PROVIDED PASSAGE →
□ □ □ □ □ □ □
Late in 2014, the ABLE (“Achieving a Better Life Experience”) Act was signed into law. The law is aimed at achieving a manner in which those with special needs can save money without losing needs based public benefits such as SSI or Medicaid . This is an important issue and, perhaps the greatest accomplishment of the Act is that it brings attention to this valuable community and addresses a serious struggle that they face. The fact that the ABLE act had strong bi-partisan support is encouraging for the special needs community and those who serve it.
While an ABLE account does not replace other tools, like special needs trusts, it is a tool that adds an option for us in serving our clients with special needs. In this issue of the our Newsletter, we will discuss the new law, when it applies, its limitations and its uses. We are hopeful this will give you a general understanding of the Act.
□ □ □ □ □ □ □
TASKS FOR THIS EXERCISE →
1. State whether each statement agrees with the ABLE Act passage, answering yes or no and quoting the passage's deciding words: (a) The ABLE Act was signed into law late in 2014. (b) An ABLE account replaces special needs trusts. (c) The ABLE Act had the support of only one party.
2. Extract the part of the ABLE Act passage that begins at the words "Late in 2014, the" and stops after "of the Act.".

INFORMATION SUPPLIED →
□ □ □ □ □ □ □
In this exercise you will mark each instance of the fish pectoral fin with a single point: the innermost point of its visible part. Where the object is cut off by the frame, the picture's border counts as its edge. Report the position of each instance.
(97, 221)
□ □ □ □ □ □ □
RESULTS FOR EACH TASK →
1.
(a) Yes: "Late in 2014, the ABLE (“Achieving a Better Life Experience”) Act was signed into law"
(b) No: "an ABLE account does not replace other tools, like special needs trusts"
(c) No: "the ABLE act had strong bi-partisan support"

2.
Late in 2014, the ABLE (“Achieving a Better Life Experience”) Act was signed into law. The law is aimed at achieving a manner in which those with special needs can save money without losing needs based public benefits such as SSI or Medicaid . This is an important issue and, perhaps the greatest accomplishment of the Act is that it brings attention to this valuable community and addresses a serious struggle that they face. The fact that the ABLE act had strong bi-partisan support is encouraging for the special needs community and those who serve it.
While an ABLE account does not replace other tools, like special needs trusts, it is a tool that adds an option for us in serving our clients with special needs. In this issue of the our Newsletter, we will discuss the new law, when it applies, its limitations and its uses. We are hopeful this will give you a general understanding of the Act.